## Reading text
######

A zero-one law approach to the central limit theorem for the weighted bootstrap mean. (English) Zbl 0855.62008

Let \(X_j\), \(j \geq 1\), be a sequence of independent and identically distributed random variables with finite variance, and let \(w_n = (w_n (1), \dots, w_n (n))\), \(n \geq 1\), be a sequence of independent vectors of random weights, independent of the data sequence and such that the components \(w_n (j) \geq 0\) of \(w_n\) are exchangeable for every \(n \geq 1\) and satisfy \(\sum^n_{j = 1} w_n (j) = 1\). Then the weighted bootstrap sample mean for sample size \(n\) is defined by \(\overline X^*_n = \sum^n_{j = 1} w_n (j) X_j\). D. M. Mason and M. A. Newton [Ann. Stat. 20, No. 3, 1611-1624 (1992; Zbl 0777.62045)] were the first to prove a conditional central limit theorem for \(\overline X^*_n\) given the data, under appropriate further conditions on the weights. Their proof is based on an additional randomness which is brought into play via the introduction of ranks that are independent of the data and the weights. This device makes Hajek’s central limit theorem for linear rank statistics applicable.

######

## Set of tasks
(1) Render this sentence from the review of the weighted bootstrap mean into French: "This device makes Hajek's central limit theorem for linear rank statistics applicable."
(2) Name every person mentioned in the review of the weighted bootstrap mean.
Work solely from the review of the weighted bootstrap mean.

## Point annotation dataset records
######

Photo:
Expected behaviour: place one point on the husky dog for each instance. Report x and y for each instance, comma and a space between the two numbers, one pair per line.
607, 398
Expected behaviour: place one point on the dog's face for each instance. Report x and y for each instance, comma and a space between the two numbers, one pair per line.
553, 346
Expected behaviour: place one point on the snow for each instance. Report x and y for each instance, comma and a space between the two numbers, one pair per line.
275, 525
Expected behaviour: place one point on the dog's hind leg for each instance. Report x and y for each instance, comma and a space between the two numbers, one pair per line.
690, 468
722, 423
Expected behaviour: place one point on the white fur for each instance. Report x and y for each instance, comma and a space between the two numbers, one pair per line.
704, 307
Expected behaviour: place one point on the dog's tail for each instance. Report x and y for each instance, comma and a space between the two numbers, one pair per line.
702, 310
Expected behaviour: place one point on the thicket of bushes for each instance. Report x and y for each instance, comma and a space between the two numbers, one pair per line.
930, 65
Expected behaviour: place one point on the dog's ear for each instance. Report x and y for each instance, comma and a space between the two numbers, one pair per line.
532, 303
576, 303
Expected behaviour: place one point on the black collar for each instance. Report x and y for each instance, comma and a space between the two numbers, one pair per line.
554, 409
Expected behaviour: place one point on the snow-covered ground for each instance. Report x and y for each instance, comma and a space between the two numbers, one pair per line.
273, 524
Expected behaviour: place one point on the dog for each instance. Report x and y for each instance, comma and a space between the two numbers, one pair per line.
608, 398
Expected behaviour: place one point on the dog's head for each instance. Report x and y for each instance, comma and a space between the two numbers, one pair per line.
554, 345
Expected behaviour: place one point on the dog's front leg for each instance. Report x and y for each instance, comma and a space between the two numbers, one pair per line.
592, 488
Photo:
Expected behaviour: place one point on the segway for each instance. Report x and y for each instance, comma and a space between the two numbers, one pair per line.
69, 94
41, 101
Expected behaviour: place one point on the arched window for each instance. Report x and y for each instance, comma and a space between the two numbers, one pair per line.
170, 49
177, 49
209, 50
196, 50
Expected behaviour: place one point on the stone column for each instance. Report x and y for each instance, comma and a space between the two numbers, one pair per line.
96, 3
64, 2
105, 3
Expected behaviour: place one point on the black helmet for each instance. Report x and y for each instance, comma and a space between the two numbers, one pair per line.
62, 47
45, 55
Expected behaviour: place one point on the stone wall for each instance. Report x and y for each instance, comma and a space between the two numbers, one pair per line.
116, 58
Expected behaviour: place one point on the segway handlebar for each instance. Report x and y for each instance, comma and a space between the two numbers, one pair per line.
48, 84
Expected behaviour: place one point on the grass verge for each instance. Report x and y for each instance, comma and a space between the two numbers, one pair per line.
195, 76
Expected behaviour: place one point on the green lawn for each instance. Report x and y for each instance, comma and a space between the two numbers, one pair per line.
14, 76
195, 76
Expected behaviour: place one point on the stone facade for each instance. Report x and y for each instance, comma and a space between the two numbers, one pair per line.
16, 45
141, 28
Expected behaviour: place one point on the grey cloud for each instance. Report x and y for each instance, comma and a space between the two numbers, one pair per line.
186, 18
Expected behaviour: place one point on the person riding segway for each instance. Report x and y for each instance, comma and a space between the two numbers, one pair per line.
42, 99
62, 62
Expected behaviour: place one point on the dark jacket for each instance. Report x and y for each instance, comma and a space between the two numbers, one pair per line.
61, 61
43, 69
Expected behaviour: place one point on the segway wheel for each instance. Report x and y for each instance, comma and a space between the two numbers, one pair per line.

######

## Complete answers
(1) Ce procédé rend applicable le théorème central limite de Hajek pour les statistiques de rang linéaires.

(2) D. M. Mason, M. A. Newton, Hajek